**PROBLEM TO SOLVE:** Please list every line in the material below that contains the word "white".

***** SOURCE DATA

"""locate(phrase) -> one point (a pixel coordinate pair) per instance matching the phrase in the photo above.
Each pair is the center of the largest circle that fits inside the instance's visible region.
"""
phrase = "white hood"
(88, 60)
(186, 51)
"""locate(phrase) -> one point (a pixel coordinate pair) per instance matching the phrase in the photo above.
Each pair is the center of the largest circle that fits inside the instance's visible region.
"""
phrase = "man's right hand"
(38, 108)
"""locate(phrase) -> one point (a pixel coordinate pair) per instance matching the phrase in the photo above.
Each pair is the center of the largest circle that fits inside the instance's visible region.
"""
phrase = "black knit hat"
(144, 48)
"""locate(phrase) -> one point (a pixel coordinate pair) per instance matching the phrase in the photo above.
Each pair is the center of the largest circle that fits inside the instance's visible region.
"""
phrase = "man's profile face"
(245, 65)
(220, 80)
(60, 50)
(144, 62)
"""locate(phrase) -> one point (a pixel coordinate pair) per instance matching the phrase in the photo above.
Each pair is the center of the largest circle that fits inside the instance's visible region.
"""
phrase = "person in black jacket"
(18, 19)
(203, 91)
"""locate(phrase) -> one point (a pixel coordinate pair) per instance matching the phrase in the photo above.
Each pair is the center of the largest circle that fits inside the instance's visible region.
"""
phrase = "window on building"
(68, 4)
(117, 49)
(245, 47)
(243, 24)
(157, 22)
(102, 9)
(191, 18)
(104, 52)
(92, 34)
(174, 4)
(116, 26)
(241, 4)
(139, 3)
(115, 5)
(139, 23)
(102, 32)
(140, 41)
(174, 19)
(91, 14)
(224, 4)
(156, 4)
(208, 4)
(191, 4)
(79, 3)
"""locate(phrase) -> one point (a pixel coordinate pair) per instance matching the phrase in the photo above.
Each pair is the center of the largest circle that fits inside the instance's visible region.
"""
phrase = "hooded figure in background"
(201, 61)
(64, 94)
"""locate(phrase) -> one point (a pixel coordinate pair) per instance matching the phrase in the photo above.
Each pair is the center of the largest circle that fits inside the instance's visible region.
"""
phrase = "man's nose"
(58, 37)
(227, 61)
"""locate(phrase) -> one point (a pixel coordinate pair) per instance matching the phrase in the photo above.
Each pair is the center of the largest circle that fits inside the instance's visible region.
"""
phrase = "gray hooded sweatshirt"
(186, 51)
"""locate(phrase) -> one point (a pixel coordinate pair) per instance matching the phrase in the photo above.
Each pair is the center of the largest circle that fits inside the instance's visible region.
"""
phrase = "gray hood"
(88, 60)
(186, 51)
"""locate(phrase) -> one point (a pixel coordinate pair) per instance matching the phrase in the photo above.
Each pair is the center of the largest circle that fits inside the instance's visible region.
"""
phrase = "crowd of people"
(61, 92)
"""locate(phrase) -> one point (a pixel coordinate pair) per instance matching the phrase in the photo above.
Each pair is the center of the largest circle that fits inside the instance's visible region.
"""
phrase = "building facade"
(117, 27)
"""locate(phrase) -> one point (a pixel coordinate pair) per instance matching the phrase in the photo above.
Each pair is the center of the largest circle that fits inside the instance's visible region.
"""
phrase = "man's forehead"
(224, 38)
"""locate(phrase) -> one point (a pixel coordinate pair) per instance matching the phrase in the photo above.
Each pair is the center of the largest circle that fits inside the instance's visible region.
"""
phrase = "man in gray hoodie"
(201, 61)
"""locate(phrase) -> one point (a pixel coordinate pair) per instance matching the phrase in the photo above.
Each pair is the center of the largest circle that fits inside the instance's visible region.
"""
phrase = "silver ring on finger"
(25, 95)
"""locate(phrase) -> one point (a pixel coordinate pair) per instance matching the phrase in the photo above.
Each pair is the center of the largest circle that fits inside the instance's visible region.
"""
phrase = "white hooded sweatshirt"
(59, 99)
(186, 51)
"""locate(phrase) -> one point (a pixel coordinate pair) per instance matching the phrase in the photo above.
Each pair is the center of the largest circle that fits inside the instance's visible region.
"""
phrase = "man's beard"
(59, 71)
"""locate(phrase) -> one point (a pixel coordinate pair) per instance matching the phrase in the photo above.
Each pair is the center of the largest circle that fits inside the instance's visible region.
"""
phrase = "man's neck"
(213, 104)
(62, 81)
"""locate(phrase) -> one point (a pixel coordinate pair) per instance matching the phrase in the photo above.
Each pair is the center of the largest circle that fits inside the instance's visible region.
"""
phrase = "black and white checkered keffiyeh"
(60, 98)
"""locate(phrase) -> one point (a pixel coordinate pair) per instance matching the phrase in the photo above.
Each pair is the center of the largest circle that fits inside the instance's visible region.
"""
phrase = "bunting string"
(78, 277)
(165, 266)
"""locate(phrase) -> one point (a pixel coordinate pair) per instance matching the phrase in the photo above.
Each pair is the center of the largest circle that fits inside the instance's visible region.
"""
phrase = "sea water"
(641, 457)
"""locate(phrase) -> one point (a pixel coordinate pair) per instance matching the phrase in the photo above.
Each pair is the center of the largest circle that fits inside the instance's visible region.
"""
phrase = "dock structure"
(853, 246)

**********

**OUTPUT BELOW:**
phrase = "white hood"
phrase = "white hooded sweatshirt"
phrase = "black and white checkered keffiyeh"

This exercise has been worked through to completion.